▶ Problem details: Locate every line in the data below that contains the word "jacket", and copy each such line in full.

▶ Data for this task:
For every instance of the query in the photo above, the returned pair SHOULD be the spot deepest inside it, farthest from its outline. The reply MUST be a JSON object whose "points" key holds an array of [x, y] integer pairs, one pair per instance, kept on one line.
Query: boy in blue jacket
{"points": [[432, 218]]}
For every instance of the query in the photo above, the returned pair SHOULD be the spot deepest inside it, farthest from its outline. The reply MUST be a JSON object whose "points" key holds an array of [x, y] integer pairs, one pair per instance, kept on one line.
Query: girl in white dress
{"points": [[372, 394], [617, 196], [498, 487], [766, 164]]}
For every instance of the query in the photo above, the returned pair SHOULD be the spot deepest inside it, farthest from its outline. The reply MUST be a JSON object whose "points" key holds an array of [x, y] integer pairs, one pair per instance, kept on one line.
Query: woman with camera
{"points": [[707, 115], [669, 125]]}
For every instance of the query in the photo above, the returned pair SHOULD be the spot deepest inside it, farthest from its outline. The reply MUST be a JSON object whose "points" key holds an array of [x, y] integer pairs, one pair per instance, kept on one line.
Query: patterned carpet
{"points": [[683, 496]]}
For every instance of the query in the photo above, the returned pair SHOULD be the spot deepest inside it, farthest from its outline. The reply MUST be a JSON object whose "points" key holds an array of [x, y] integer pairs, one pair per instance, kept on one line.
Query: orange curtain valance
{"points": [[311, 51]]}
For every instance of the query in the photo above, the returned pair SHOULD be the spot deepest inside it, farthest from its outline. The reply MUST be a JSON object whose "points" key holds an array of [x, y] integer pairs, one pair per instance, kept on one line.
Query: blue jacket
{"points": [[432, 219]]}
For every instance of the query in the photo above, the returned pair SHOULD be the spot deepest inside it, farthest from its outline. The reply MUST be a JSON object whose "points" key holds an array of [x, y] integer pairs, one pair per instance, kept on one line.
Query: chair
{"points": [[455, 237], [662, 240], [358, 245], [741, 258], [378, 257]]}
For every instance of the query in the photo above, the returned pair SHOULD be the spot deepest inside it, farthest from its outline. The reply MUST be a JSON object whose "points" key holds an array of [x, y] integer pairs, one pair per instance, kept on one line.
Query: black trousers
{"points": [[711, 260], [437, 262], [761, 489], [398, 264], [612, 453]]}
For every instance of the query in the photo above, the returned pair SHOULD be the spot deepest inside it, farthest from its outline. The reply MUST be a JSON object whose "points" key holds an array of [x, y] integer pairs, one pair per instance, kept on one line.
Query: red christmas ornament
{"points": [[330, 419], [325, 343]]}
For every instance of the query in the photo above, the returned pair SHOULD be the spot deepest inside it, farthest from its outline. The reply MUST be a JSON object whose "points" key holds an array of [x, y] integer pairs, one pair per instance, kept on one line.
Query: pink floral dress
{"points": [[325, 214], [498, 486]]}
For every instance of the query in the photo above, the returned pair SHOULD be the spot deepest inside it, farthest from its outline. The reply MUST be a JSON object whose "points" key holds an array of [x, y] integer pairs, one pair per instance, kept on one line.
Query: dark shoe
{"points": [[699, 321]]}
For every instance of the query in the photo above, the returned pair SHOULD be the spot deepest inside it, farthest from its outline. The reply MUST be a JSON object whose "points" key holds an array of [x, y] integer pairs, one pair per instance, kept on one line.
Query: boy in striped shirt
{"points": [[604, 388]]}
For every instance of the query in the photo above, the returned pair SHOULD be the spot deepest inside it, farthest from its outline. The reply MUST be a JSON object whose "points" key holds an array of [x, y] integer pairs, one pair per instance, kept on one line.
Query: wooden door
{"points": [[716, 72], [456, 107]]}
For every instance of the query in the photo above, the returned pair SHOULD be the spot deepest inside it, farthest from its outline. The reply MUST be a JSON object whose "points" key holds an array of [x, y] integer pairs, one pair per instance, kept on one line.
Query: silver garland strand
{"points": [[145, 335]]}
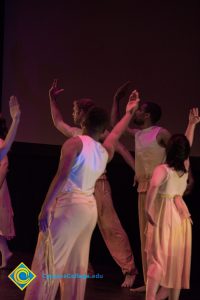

▶ Exercise answer:
Query: boy in blue jacket
Query: blue jacket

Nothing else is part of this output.